* **TEXT SECTION**:
January is a great month to begin planning and planting your spring vegetable and flower gardens. The weather is dry and daytime temperatures rarely go above 85F. The nights get cool, but rarely below freezing - although many years ago, January 19, 1977 to be exact, a trace of snow fell in Miami and cities north. Occasionally Siberian Freight Trains of cold Polar air will push their way out of Canada and down to Florida, sometimes getting only as far as Central Florida, other times barreling their way down to the Keys.

Because this month tends to be so dry, supplemental applications of water are required by your lawn and plants. January is also an important month for gardeners in South Florida to fertilize tropical fruit trees, lawns, and shrubs.

Citrus trees especially, should be evaluated this month. Insect pests, plant diseases, and nutritional deficiencies may become apparent now. Citrus is attacked by aphids, whitefly, caterpillars, grasshoppers, and scale insects. It also becomes home to sooty mold, fungus, foot rot, gummosis, "greasy spot" and a host of other diseases resulting from poor nutrition. Now would be an excellent time to schedule (on your new calendar of course)  regular feedings of 6-6-6 fertilizer around the drip line of your trees. The rule of applying fertilizer to fruit trees is one pound of for each year of the tree's age.

Watermelon anyone? Now is a good time to start watermelon if you are in Central or South Florida (North Floridians should wait until March).


Best bets for starting a traditional garden this month are:

Vegetables :  Beans, Beets, Broccoli, Brussels Sprouts, Cabbage, Carrots, Cauliflower, Celery, Chinese Cabbage, Collards, Cucumbers, Endive, Escarole, Kale, Kohlrabi, Leek, Lettuce, Mustard, Onion Sets, Parsley, Peas, Peppers, Pumpkins, Rhubarb, Romaine, Rutabagas, Spinach, Squash, Strawberries, Sweet Corn, Swiss Chard, Tomatoes, Turnips Watermelons, and almost any other vegetable or fruit you desire.

Herbs:   Anise, Basil, Borage, Chives, Chervil, Coriander, Fennel, Garlic, Lavender, Marjoram, Mint, Parsley, Rosemary, Sage, Sesame, Sweet Marjoram, Thyme and most other herbs.

Flowers:   Amaryllis, Asters, Baby's Breath, Bachelor's Buttons, Balsam, Calendulas, Callas, Candytufts, Carnations, Cosmos, Cockscombs, Daisies, Dianthus, Forget-Me-Nots, Gaillardias, Gladiolas, Globe Amaranth, Hollyhocks, Lace Flowers, Lilies, Lobelias, Lupines, Marigolds, Narcissus, Nasturtiums, Pansies, Poppies, Salvias, Scabiosa, Snapdragons, Statice, Stock, Strawflowers, Sweetpeas, Sweet William, Verbenas, and other cool season flowers and bulbs.

* **DATA UNDER STUDY**:
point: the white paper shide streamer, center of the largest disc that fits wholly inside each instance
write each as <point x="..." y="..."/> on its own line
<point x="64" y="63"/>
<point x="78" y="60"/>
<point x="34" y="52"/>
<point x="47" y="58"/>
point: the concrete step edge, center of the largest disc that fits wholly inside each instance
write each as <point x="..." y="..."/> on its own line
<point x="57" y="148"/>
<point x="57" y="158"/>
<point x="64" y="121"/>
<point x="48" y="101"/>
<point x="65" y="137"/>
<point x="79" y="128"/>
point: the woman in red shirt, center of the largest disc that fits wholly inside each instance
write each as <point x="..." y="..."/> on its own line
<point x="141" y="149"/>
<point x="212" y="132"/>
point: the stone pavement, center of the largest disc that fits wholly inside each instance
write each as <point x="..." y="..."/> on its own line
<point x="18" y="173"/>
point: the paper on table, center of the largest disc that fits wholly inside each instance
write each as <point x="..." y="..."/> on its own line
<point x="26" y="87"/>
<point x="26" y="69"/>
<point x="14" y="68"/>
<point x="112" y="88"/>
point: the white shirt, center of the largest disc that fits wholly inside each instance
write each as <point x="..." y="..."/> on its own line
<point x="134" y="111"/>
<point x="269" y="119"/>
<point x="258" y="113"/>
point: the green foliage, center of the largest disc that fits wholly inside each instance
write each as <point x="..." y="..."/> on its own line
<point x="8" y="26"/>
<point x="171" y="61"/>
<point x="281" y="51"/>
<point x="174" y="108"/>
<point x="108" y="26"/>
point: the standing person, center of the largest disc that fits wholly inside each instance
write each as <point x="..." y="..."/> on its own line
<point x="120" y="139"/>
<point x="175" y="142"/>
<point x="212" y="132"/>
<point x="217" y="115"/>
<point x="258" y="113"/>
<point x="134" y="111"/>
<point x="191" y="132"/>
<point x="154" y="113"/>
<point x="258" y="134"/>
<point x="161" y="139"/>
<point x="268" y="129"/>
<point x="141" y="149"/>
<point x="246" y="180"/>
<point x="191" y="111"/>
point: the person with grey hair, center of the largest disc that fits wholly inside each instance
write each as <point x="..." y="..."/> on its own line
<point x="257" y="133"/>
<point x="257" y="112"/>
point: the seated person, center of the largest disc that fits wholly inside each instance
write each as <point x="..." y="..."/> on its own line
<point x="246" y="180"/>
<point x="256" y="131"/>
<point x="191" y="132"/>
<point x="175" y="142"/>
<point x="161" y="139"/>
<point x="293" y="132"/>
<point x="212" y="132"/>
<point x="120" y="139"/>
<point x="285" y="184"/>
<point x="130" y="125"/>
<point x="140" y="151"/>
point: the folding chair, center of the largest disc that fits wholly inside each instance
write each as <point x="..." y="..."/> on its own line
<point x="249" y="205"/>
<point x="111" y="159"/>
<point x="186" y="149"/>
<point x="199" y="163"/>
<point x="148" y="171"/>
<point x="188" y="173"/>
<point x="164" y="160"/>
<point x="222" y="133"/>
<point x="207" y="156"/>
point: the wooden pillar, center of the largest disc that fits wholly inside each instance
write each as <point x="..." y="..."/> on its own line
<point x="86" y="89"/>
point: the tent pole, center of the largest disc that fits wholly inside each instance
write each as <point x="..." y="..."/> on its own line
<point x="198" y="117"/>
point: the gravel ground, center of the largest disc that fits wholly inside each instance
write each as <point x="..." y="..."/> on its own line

* **TASK GOAL**: Rewrite the January gardening text starting at "January is a great" and ending at "to the Keys.", putting "rolling" in place of "barreling".

* **REPLY TO THE TASK**:
January is a great month to begin planning and planting your spring vegetable and flower gardens. The weather is dry and daytime temperatures rarely go above 85F. The nights get cool, but rarely below freezing - although many years ago, January 19, 1977 to be exact, a trace of snow fell in Miami and cities north. Occasionally Siberian Freight Trains of cold Polar air will push their way out of Canada and down to Florida, sometimes getting only as far as Central Florida, other times rolling their way down to the Keys.